------ SUPPLIED MATERIAL ------

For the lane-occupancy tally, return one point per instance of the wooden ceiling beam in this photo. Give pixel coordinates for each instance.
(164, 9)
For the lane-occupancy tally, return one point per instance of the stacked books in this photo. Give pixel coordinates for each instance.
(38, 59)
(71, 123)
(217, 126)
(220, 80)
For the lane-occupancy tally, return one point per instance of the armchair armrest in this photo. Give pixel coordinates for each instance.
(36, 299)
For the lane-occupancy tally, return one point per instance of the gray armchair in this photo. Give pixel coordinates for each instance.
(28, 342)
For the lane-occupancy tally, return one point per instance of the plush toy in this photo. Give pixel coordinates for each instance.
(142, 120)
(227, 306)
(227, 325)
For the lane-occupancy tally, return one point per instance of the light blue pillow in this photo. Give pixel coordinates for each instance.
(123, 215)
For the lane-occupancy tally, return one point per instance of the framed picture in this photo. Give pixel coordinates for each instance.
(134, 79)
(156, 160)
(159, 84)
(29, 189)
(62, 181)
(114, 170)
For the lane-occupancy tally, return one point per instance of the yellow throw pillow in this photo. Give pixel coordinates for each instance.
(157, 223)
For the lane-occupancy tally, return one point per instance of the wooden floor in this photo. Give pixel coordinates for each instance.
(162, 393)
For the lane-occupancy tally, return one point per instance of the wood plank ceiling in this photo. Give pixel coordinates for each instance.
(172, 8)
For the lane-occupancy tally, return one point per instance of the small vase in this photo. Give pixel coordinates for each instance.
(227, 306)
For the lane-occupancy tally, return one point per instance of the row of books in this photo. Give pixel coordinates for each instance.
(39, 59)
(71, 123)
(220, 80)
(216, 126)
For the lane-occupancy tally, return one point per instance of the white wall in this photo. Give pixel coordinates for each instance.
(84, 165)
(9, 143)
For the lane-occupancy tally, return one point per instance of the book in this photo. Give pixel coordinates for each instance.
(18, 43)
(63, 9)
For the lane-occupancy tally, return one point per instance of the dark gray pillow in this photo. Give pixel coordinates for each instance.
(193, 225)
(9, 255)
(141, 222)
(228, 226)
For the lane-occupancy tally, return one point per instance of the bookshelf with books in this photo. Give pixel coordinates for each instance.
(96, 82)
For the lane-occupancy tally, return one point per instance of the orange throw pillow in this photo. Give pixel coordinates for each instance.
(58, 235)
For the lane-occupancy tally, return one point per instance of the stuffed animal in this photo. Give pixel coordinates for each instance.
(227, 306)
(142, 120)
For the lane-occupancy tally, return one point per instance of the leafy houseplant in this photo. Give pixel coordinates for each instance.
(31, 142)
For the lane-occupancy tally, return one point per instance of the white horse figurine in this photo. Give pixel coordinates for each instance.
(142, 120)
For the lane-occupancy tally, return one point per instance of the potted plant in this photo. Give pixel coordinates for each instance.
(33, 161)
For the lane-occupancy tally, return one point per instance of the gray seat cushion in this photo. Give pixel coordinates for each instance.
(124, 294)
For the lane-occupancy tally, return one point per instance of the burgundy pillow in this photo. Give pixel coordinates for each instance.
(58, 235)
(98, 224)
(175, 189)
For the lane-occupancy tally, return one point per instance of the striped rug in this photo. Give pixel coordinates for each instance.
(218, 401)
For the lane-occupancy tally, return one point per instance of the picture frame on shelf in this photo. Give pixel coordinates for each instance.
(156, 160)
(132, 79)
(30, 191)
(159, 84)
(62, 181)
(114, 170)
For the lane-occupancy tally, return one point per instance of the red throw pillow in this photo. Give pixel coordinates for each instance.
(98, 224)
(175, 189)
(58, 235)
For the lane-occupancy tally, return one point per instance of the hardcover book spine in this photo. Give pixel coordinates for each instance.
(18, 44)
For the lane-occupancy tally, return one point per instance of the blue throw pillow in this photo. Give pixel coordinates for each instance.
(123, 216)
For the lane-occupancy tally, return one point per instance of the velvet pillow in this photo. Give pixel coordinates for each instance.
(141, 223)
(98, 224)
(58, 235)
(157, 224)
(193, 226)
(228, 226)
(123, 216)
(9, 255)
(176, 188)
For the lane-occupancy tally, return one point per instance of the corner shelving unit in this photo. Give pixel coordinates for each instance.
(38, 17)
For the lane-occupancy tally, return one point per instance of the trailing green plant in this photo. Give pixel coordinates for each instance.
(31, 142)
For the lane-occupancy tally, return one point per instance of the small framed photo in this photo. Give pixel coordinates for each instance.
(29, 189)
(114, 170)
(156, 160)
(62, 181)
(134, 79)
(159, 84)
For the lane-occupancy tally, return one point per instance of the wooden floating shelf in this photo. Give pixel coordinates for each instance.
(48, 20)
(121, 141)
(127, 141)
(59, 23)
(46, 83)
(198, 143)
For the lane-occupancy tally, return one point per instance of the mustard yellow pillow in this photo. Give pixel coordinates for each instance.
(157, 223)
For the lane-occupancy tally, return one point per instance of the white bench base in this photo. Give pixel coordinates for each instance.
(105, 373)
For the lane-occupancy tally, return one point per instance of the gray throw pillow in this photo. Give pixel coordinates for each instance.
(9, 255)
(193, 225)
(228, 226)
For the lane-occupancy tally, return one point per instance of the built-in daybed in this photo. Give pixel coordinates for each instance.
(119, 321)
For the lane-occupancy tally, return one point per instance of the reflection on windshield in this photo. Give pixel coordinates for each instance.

------

Each entry above needs to be retyped exactly.

For the lane-occupancy tally, return one point per instance of the wooden ceiling beam in this photo. Give pixel coordinates for each instance.
(164, 9)
For the lane-occupancy tally, return one point per instance of the stacked books in this photo. Give pixel coordinates for each instance.
(38, 59)
(71, 123)
(217, 126)
(220, 80)
For the lane-occupancy tally, return one point per instance of the armchair armrest in this photo. Give pixel coordinates for each instance.
(36, 299)
For the lane-occupancy tally, return one point per instance of the gray armchair in this photo. Give pixel coordinates for each instance.
(28, 342)
For the lane-occupancy tally, return one point per instance of the plush toy in this photo. Give pixel coordinates for each instance.
(142, 120)
(227, 306)
(227, 325)
For the lane-occupancy tally, return one point per instance of the light blue pillow in this photo. Give pixel coordinates for each instance.
(123, 215)
For the lane-occupancy tally, return one point per instance of the framed picture in this photo. Give pixel coordinates for each instance.
(134, 79)
(156, 160)
(159, 84)
(29, 189)
(62, 181)
(114, 170)
For the lane-occupancy tally, return one point per instance of the yellow throw pillow in this photo. Give pixel coordinates for each instance.
(157, 223)
For the lane-occupancy tally, return one point per instance of the wooden floor in this photo. Give pixel coordinates for each instance.
(162, 393)
For the lane-occupancy tally, return one point per instance of the wood plank ceiling in this photo. Give pixel coordinates for each instance.
(172, 8)
For the lane-occupancy tally, return one point per instance of the small vase in this photo. Give pixel coordinates for each instance.
(227, 306)
For the lane-occupancy tally, return one point per instance of the row of books in this photo. Give pixel coordinates for each instance.
(39, 59)
(71, 123)
(220, 80)
(216, 126)
For the lane-occupancy tally, return one point per instance of the white wall in this photo. Give pixel coordinates for each instance.
(84, 165)
(9, 143)
For the lane-occupancy tally, return one point per instance of the book in this photo. Give pixel coordinates for each instance.
(18, 43)
(63, 9)
For the lane-occupancy tally, return one point per instance of the dark gray pillow in this photo. Give pixel coordinates for each instance.
(193, 225)
(9, 255)
(141, 222)
(228, 226)
For the lane-occupancy tally, return one point per instance of the bookshelf with books in this photo. Give pixel coordinates for each instance.
(96, 82)
For the lane-occupancy tally, return one point per instance of the orange throw pillow in this photo. Give pixel coordinates for each instance.
(58, 235)
For the lane-occupancy tally, return one point per instance of the stuffed animal in this photo. Give pixel coordinates for each instance.
(227, 306)
(142, 120)
For the lane-occupancy tally, return one point per instance of the leafy houseplant in this photo. Give pixel coordinates for each instance.
(31, 142)
For the lane-occupancy tally, return one point per instance of the white horse figurine in this photo. Give pixel coordinates for each instance.
(142, 120)
For the lane-occupancy tally, return one point per instance of the potted plant in this photo. Give pixel coordinates for each instance.
(33, 161)
For the lane-occupancy tally, return one point per instance of the gray seat cushion in this photo. Give pixel coordinates for each instance.
(124, 294)
For the lane-occupancy tally, return one point per instance of the burgundy pillow in this photo. Give pixel coordinates for each instance.
(58, 235)
(98, 224)
(175, 189)
For the lane-occupancy tally, return one point per instance of the striped rug in this photo. Give pixel coordinates for each instance.
(218, 401)
For the lane-occupancy tally, return one point per instance of the picture frame on shelf in this photo. Give pixel coordinates for each instance.
(156, 160)
(132, 79)
(30, 191)
(159, 84)
(62, 181)
(114, 170)
For the lane-occupancy tally, return one point per instance of the red throw pillow in this photo. Give pixel coordinates for each instance.
(98, 224)
(175, 189)
(58, 235)
For the lane-occupancy tally, return one point per instance of the hardcover book spine in this photo. Give pixel coordinates for each instance.
(18, 44)
For the lane-occupancy tally, return one point per instance of the blue throw pillow in this photo. Give pixel coordinates for each instance.
(123, 216)
For the lane-occupancy tally, return one point per instance of the velvet pillow in this photo. Give pixel coordinates for each instance.
(141, 223)
(98, 224)
(58, 235)
(157, 224)
(193, 226)
(228, 226)
(123, 216)
(9, 255)
(176, 188)
For the lane-occupancy tally, return one point per instance of the corner shelving unit in this photo. Give pixel coordinates for each instance.
(38, 17)
For the lane-occupancy tally, return one point per instance of the trailing green plant in this photo. Give pixel coordinates for each instance.
(31, 142)
For the lane-occupancy tally, return one point per instance of the small framed photo in this photo. Give pixel coordinates for each instance.
(29, 189)
(114, 170)
(156, 160)
(62, 181)
(134, 79)
(159, 84)
For the lane-occupancy tally, return one point per instance of the wooden floating shelf in this photo. Give pixel coordinates for each instance.
(48, 20)
(121, 141)
(127, 141)
(59, 23)
(46, 83)
(198, 143)
For the lane-occupancy tally, return one point per instance of the mustard yellow pillow in this photo. Give pixel coordinates for each instance.
(157, 223)
For the lane-occupancy tally, return one point per instance of the white bench base in this photo. Give pixel coordinates for each instance.
(105, 373)
For the lane-occupancy tally, return one point per instance of the gray throw pillow in this photo. Give pixel coordinates for each instance.
(9, 255)
(193, 225)
(228, 226)
For the lane-occupancy tally, return one point per instance of the built-in daybed in this photo. Give pixel coordinates for each instance.
(119, 321)
For the lane-occupancy tally, return one point per instance of the reflection on windshield in this photo. Give pixel coordinates for each instance.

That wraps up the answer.